---- GIVEN RECORDS

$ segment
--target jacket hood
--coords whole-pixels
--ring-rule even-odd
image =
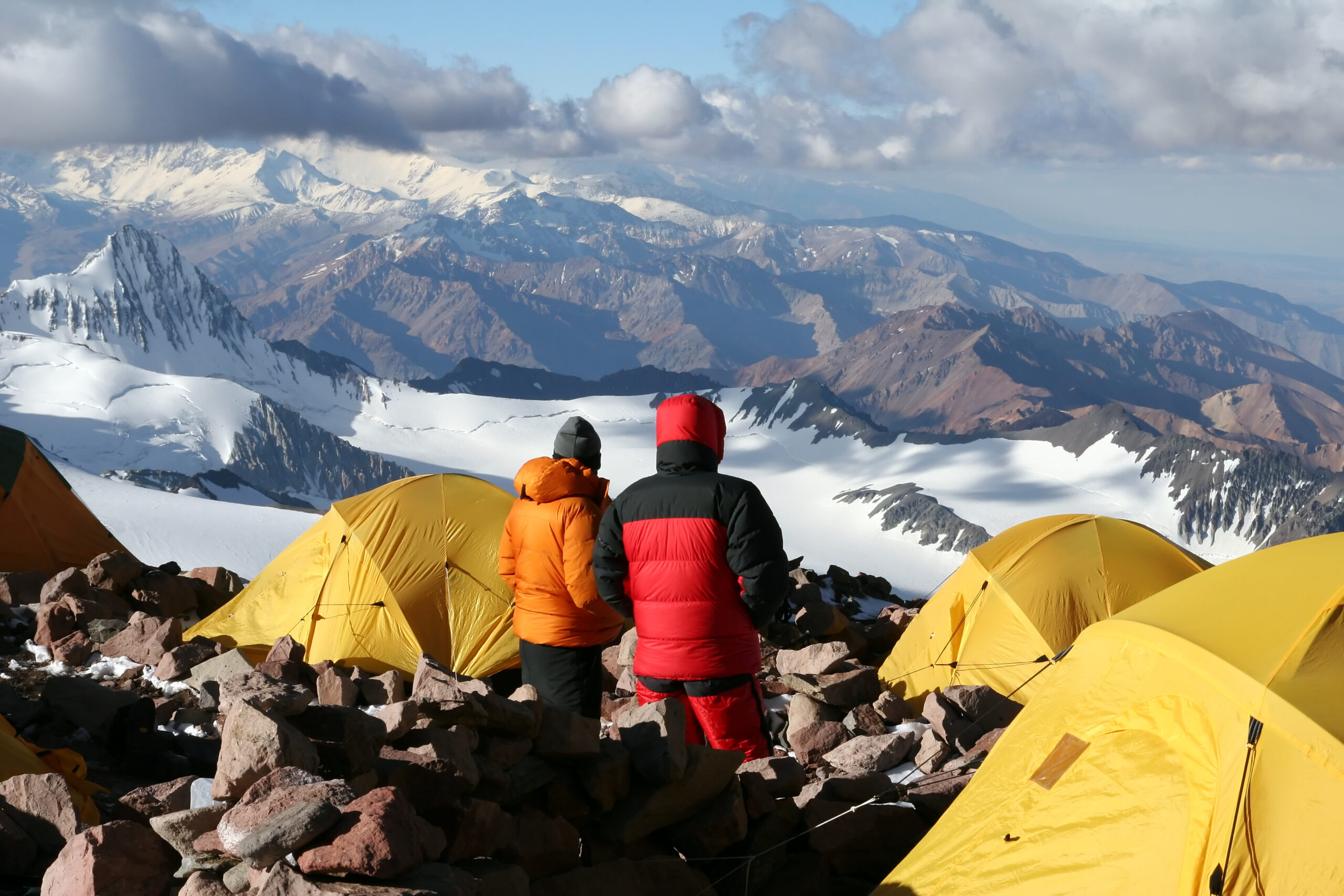
[[[723,435],[728,427],[719,406],[702,395],[673,395],[659,404],[656,429],[659,449],[668,442],[698,442],[723,459]]]
[[[513,477],[513,490],[520,498],[538,504],[569,497],[606,497],[607,481],[573,458],[532,458]]]

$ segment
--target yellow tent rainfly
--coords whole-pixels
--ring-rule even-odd
[[[937,688],[1023,686],[1093,622],[1207,570],[1145,525],[1107,516],[1044,516],[973,548],[929,599],[882,665],[883,684],[913,707]]]
[[[55,575],[108,551],[125,548],[27,435],[0,426],[0,571]]]
[[[1344,892],[1344,533],[1087,629],[878,896]]]
[[[513,496],[470,476],[417,476],[337,501],[185,637],[259,658],[292,635],[305,660],[414,674],[421,652],[473,677],[517,665],[499,544]]]

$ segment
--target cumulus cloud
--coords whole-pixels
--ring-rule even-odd
[[[824,3],[728,28],[738,71],[613,74],[536,102],[507,67],[362,35],[235,35],[168,0],[0,5],[0,144],[325,132],[476,156],[630,153],[797,168],[1150,157],[1344,160],[1337,0],[918,0],[875,32]]]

--------

EXERCISE DETAILS:
Recast the lines of all three items above as a Markdown table with the columns Row and Line, numbering each row and omitting blank lines. Leave the picture out of the table.

RESPONSE TO THE EXERCISE:
| Row | Line |
|---|---|
| 1 | $ segment |
| 2 | --target jacket hood |
| 3 | --coords whole-pixels |
| 4 | --ring-rule even-odd |
| 5 | image = |
| 6 | [[[723,435],[728,427],[719,406],[702,395],[673,395],[659,404],[656,429],[659,449],[668,442],[698,442],[723,459]]] |
| 7 | [[[513,477],[513,490],[520,498],[538,504],[569,497],[606,497],[607,481],[573,458],[532,458]]] |
| 8 | $ segment |
| 9 | --target yellow tent rainfly |
| 10 | --coords whole-pixels |
| 11 | --ring-rule even-odd |
| 12 | [[[937,688],[1023,686],[1093,622],[1207,570],[1145,525],[1107,516],[1044,516],[973,548],[929,599],[882,665],[883,684],[913,707]]] |
| 13 | [[[55,575],[108,551],[125,548],[27,435],[0,426],[0,571]]] |
| 14 | [[[1344,892],[1344,533],[1087,629],[878,896]]] |
| 15 | [[[513,496],[470,476],[417,476],[337,501],[185,637],[259,658],[292,635],[305,660],[414,674],[421,652],[473,677],[517,665],[499,544]]] |
| 16 | $ segment |
| 17 | --target cumulus cloud |
| 18 | --coords whole-pixels |
| 19 | --ring-rule even-odd |
| 20 | [[[824,3],[728,28],[738,71],[613,74],[536,102],[507,67],[362,35],[235,35],[168,0],[0,5],[0,144],[325,132],[476,156],[630,153],[797,168],[1150,157],[1344,160],[1337,0],[918,0],[875,32]]] |